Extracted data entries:
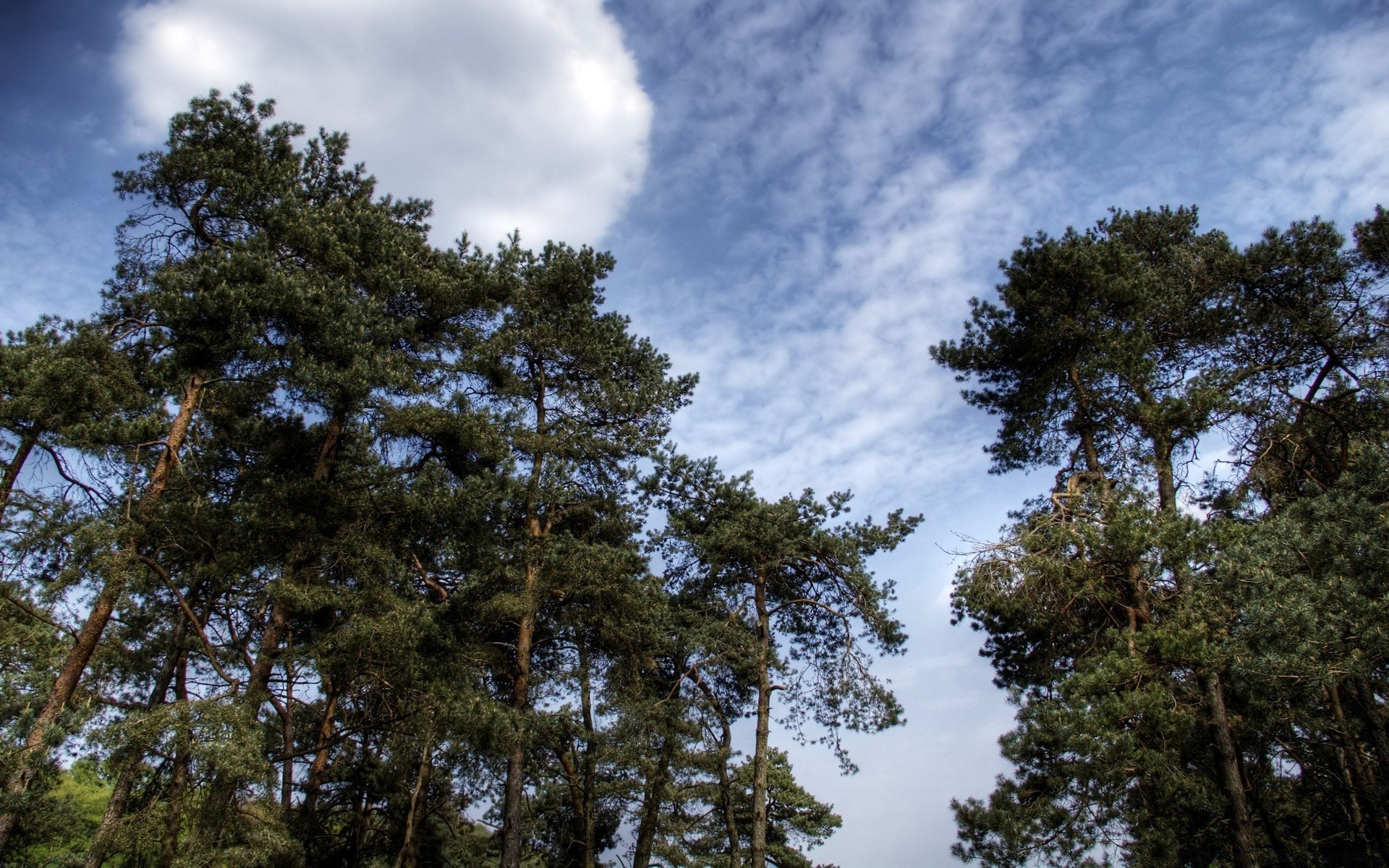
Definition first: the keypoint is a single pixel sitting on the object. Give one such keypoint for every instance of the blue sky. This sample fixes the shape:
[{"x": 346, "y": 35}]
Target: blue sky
[{"x": 800, "y": 196}]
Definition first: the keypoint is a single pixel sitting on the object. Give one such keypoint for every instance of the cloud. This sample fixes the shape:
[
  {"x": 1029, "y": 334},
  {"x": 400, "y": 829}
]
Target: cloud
[
  {"x": 522, "y": 114},
  {"x": 1327, "y": 128}
]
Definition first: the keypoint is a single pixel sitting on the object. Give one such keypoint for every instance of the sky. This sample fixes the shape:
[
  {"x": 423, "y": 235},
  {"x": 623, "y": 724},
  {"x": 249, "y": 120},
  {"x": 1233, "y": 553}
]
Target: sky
[{"x": 802, "y": 196}]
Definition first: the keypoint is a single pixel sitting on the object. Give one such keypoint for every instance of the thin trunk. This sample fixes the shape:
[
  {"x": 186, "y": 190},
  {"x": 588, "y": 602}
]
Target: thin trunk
[
  {"x": 1242, "y": 838},
  {"x": 134, "y": 757},
  {"x": 1370, "y": 714},
  {"x": 174, "y": 820},
  {"x": 652, "y": 801},
  {"x": 516, "y": 763},
  {"x": 80, "y": 656},
  {"x": 286, "y": 778},
  {"x": 12, "y": 471},
  {"x": 410, "y": 846},
  {"x": 1084, "y": 425},
  {"x": 1163, "y": 467},
  {"x": 757, "y": 859},
  {"x": 359, "y": 812},
  {"x": 1270, "y": 822},
  {"x": 590, "y": 763},
  {"x": 525, "y": 635},
  {"x": 726, "y": 781},
  {"x": 1360, "y": 778},
  {"x": 326, "y": 735}
]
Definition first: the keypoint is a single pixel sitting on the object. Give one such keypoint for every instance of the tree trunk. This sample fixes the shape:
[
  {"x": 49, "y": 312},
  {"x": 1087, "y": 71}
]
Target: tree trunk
[
  {"x": 525, "y": 634},
  {"x": 757, "y": 857},
  {"x": 174, "y": 820},
  {"x": 80, "y": 656},
  {"x": 590, "y": 763},
  {"x": 1223, "y": 738},
  {"x": 652, "y": 801},
  {"x": 326, "y": 735},
  {"x": 134, "y": 757},
  {"x": 286, "y": 732},
  {"x": 726, "y": 782},
  {"x": 410, "y": 846},
  {"x": 516, "y": 763},
  {"x": 1163, "y": 467},
  {"x": 12, "y": 471},
  {"x": 1360, "y": 778}
]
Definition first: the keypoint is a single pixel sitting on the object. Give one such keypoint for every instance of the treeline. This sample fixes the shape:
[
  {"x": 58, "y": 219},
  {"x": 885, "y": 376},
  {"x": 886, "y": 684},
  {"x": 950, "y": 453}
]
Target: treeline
[
  {"x": 323, "y": 546},
  {"x": 1194, "y": 623}
]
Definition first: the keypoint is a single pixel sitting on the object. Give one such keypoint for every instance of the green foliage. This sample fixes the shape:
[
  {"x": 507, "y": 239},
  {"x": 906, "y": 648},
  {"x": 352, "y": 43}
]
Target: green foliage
[
  {"x": 352, "y": 529},
  {"x": 1199, "y": 679}
]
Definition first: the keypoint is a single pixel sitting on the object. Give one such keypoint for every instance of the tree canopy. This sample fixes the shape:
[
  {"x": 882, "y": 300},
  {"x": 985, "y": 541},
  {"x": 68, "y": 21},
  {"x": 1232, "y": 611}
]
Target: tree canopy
[{"x": 324, "y": 546}]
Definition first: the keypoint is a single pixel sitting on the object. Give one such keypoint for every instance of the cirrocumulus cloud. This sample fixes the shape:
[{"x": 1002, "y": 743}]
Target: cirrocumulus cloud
[{"x": 522, "y": 114}]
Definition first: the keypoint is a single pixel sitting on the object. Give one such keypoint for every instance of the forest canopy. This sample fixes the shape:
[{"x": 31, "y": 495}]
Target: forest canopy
[
  {"x": 324, "y": 546},
  {"x": 1192, "y": 621}
]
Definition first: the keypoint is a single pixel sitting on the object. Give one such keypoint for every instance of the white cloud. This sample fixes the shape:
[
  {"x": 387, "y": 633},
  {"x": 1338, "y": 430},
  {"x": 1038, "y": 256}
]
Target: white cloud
[
  {"x": 522, "y": 114},
  {"x": 1319, "y": 140}
]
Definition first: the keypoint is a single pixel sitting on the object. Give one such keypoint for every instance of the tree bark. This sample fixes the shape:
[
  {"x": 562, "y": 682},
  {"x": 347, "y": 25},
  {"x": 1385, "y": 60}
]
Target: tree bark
[
  {"x": 757, "y": 857},
  {"x": 286, "y": 778},
  {"x": 726, "y": 782},
  {"x": 1360, "y": 778},
  {"x": 590, "y": 763},
  {"x": 134, "y": 757},
  {"x": 326, "y": 733},
  {"x": 410, "y": 846},
  {"x": 174, "y": 820},
  {"x": 525, "y": 635},
  {"x": 80, "y": 656},
  {"x": 1163, "y": 467},
  {"x": 12, "y": 471},
  {"x": 652, "y": 801},
  {"x": 1242, "y": 839}
]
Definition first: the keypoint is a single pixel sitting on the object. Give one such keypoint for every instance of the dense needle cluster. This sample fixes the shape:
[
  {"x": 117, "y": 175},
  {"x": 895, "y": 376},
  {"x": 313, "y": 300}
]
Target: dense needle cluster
[
  {"x": 1192, "y": 624},
  {"x": 323, "y": 546}
]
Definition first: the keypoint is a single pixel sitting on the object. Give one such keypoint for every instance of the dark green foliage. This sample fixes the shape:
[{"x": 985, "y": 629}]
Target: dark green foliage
[
  {"x": 326, "y": 548},
  {"x": 1199, "y": 678}
]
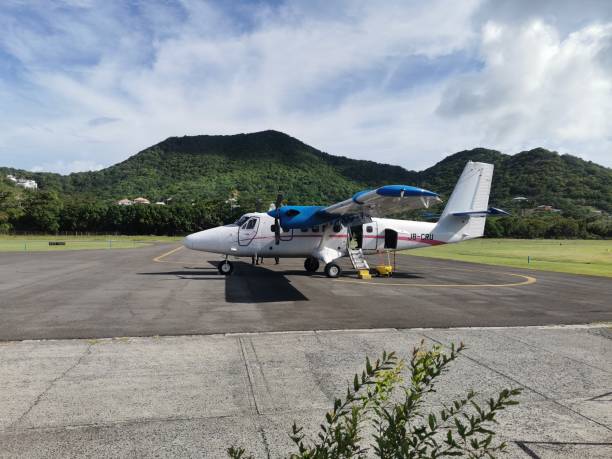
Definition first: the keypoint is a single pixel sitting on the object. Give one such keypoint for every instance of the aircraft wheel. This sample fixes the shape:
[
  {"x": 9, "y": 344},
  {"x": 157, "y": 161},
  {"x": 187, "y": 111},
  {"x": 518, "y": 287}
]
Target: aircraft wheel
[
  {"x": 311, "y": 264},
  {"x": 226, "y": 268},
  {"x": 332, "y": 270}
]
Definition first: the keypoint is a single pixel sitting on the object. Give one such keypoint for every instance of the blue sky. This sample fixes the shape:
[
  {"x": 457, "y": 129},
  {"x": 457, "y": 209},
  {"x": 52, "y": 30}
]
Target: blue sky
[{"x": 85, "y": 84}]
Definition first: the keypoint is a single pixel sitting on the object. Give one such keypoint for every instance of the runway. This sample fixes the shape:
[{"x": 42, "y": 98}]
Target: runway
[{"x": 165, "y": 290}]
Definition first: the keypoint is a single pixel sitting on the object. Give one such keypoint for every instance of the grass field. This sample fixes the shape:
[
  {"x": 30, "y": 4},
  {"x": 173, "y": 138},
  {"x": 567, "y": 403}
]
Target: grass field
[
  {"x": 568, "y": 256},
  {"x": 41, "y": 243}
]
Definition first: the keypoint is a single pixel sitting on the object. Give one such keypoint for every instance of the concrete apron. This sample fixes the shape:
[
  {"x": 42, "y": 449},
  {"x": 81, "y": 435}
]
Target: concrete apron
[{"x": 193, "y": 396}]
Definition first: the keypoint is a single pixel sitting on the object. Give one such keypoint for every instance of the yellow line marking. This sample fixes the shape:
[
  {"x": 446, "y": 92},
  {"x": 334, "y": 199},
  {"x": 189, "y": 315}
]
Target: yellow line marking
[
  {"x": 528, "y": 280},
  {"x": 164, "y": 255}
]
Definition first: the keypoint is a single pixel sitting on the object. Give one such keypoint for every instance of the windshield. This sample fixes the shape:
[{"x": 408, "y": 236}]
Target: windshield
[{"x": 241, "y": 220}]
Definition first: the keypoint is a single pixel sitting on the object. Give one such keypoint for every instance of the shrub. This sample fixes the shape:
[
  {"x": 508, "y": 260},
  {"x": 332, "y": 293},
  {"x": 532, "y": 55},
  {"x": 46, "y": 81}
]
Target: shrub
[{"x": 402, "y": 429}]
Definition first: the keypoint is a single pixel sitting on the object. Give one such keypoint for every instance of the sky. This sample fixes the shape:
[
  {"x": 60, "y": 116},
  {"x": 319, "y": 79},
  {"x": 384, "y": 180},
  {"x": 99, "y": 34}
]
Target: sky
[{"x": 85, "y": 84}]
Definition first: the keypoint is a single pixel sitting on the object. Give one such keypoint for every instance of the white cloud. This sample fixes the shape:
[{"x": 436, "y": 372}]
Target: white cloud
[
  {"x": 538, "y": 88},
  {"x": 108, "y": 82}
]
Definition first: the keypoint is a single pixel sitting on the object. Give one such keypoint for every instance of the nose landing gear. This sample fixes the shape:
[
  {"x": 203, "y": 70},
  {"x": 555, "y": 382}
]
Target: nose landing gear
[
  {"x": 226, "y": 268},
  {"x": 311, "y": 264}
]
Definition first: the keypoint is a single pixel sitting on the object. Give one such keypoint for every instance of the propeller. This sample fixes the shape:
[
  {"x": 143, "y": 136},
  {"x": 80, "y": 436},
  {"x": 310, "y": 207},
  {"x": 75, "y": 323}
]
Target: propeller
[{"x": 278, "y": 204}]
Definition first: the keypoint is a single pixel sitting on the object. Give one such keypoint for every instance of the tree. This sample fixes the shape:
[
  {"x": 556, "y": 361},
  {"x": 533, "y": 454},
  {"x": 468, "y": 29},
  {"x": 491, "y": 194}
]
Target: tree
[
  {"x": 42, "y": 211},
  {"x": 402, "y": 428}
]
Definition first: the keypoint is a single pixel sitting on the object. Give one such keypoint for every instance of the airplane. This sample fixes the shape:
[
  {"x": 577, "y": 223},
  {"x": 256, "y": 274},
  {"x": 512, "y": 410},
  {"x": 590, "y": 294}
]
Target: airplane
[{"x": 354, "y": 227}]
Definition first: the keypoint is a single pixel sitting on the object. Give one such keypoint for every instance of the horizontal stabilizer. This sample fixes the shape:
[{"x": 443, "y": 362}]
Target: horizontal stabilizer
[{"x": 481, "y": 213}]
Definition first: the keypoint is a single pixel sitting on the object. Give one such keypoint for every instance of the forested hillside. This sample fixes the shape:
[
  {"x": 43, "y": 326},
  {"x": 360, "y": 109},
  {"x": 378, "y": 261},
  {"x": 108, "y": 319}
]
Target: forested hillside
[{"x": 196, "y": 175}]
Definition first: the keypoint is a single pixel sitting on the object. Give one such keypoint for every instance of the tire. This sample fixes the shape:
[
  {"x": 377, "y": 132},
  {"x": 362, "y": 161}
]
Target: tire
[
  {"x": 226, "y": 268},
  {"x": 311, "y": 264},
  {"x": 332, "y": 270}
]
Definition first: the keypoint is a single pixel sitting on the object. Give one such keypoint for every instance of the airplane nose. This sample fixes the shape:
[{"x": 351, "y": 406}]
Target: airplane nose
[
  {"x": 208, "y": 240},
  {"x": 188, "y": 241}
]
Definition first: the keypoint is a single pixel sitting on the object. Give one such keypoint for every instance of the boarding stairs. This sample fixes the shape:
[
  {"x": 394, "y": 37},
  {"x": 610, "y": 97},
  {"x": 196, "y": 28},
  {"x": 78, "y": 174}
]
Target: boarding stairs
[{"x": 359, "y": 263}]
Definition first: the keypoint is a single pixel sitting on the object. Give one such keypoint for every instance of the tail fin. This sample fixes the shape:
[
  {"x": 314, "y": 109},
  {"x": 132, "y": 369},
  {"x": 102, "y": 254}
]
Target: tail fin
[{"x": 464, "y": 215}]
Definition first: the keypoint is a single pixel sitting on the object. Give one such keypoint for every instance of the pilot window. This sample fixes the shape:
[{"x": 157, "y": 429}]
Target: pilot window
[{"x": 241, "y": 220}]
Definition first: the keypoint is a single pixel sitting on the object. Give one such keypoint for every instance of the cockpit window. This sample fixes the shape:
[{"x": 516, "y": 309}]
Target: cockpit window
[{"x": 241, "y": 220}]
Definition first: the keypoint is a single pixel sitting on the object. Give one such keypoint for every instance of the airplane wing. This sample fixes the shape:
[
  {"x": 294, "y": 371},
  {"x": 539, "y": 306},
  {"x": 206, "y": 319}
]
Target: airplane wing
[
  {"x": 364, "y": 205},
  {"x": 384, "y": 201}
]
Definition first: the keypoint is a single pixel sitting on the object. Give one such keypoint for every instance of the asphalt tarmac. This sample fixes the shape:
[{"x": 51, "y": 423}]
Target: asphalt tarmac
[{"x": 165, "y": 290}]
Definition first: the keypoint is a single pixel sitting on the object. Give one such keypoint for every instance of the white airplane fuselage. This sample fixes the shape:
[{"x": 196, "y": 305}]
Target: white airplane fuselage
[{"x": 255, "y": 237}]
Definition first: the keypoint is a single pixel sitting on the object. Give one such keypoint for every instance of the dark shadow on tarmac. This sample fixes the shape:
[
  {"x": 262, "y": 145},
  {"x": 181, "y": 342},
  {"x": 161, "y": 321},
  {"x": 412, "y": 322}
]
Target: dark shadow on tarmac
[
  {"x": 256, "y": 284},
  {"x": 182, "y": 273}
]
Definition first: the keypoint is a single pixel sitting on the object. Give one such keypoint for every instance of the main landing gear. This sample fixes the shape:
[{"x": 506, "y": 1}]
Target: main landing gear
[
  {"x": 226, "y": 267},
  {"x": 332, "y": 270},
  {"x": 311, "y": 264}
]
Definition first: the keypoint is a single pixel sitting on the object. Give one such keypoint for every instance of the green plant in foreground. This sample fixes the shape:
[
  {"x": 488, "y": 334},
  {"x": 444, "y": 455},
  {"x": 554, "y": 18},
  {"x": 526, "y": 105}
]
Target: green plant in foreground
[{"x": 393, "y": 407}]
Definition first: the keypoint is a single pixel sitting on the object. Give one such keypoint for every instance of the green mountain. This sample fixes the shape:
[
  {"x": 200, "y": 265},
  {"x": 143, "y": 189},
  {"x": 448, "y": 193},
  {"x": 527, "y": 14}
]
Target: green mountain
[{"x": 257, "y": 165}]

To do: Look above for the line that holds "the green mountain.", then copy it and each line after it exactly, through the last line of the data.

Response:
Definition first: the keypoint is a single pixel sitting on the object. Give one such keypoint for every instance of the green mountain. This sample fixes the shape:
[
  {"x": 200, "y": 265},
  {"x": 143, "y": 189},
  {"x": 448, "y": 193},
  {"x": 527, "y": 14}
]
Target: green mountain
[{"x": 257, "y": 165}]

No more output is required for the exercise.